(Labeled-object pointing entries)
====================

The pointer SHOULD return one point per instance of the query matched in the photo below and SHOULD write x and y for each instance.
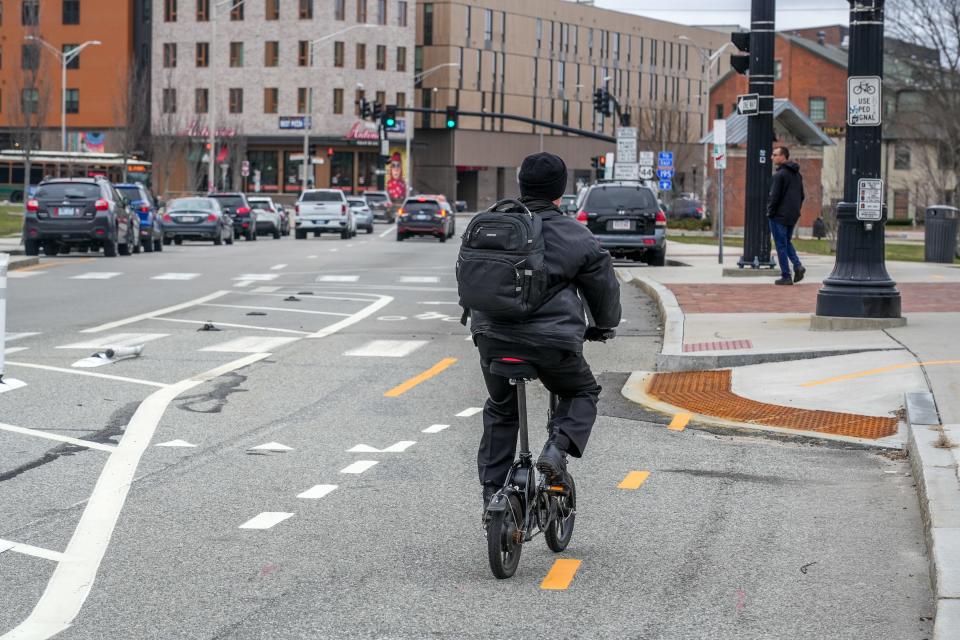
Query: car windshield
(322, 196)
(616, 198)
(68, 190)
(190, 204)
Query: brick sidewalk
(917, 297)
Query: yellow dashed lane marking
(426, 375)
(561, 575)
(634, 480)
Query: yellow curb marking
(560, 575)
(414, 381)
(873, 372)
(634, 480)
(679, 422)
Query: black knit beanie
(543, 175)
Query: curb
(938, 489)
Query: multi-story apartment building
(543, 59)
(249, 65)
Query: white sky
(791, 14)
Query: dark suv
(84, 213)
(627, 220)
(243, 215)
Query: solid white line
(71, 582)
(240, 306)
(266, 520)
(317, 491)
(30, 550)
(359, 466)
(52, 436)
(152, 314)
(90, 374)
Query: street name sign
(863, 101)
(869, 199)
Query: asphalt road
(122, 535)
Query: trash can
(940, 234)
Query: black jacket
(786, 194)
(573, 256)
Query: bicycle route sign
(863, 101)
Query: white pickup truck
(324, 211)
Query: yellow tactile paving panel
(708, 393)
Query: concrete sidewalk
(895, 388)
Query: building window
(361, 56)
(71, 11)
(271, 96)
(236, 54)
(306, 9)
(169, 100)
(818, 109)
(201, 100)
(901, 157)
(428, 24)
(203, 54)
(271, 53)
(236, 100)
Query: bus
(64, 164)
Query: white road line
(238, 326)
(30, 550)
(71, 581)
(359, 466)
(53, 436)
(266, 520)
(115, 340)
(240, 306)
(317, 491)
(250, 344)
(176, 276)
(386, 348)
(152, 314)
(97, 275)
(89, 374)
(435, 428)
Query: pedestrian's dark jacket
(572, 255)
(786, 194)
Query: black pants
(565, 373)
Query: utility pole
(859, 286)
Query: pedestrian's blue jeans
(785, 251)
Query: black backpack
(500, 269)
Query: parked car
(241, 213)
(382, 206)
(361, 213)
(196, 218)
(81, 213)
(324, 211)
(627, 220)
(268, 216)
(143, 204)
(425, 216)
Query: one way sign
(748, 104)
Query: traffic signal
(452, 117)
(741, 61)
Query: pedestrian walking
(783, 211)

====================

• _EXERCISE BRIEF_
Rewrite everything from the line "Query: parked car" down to the end of the records, putting "stoplight" in place of "traffic signal" and leaving the rest unchanged.

• _THE OUTPUT_
Query: parked car
(241, 213)
(382, 206)
(361, 213)
(196, 218)
(81, 213)
(324, 211)
(627, 220)
(268, 216)
(143, 204)
(425, 216)
Query: one way sign
(748, 104)
Query: stoplight
(452, 117)
(741, 61)
Query: pedestrian walking
(783, 211)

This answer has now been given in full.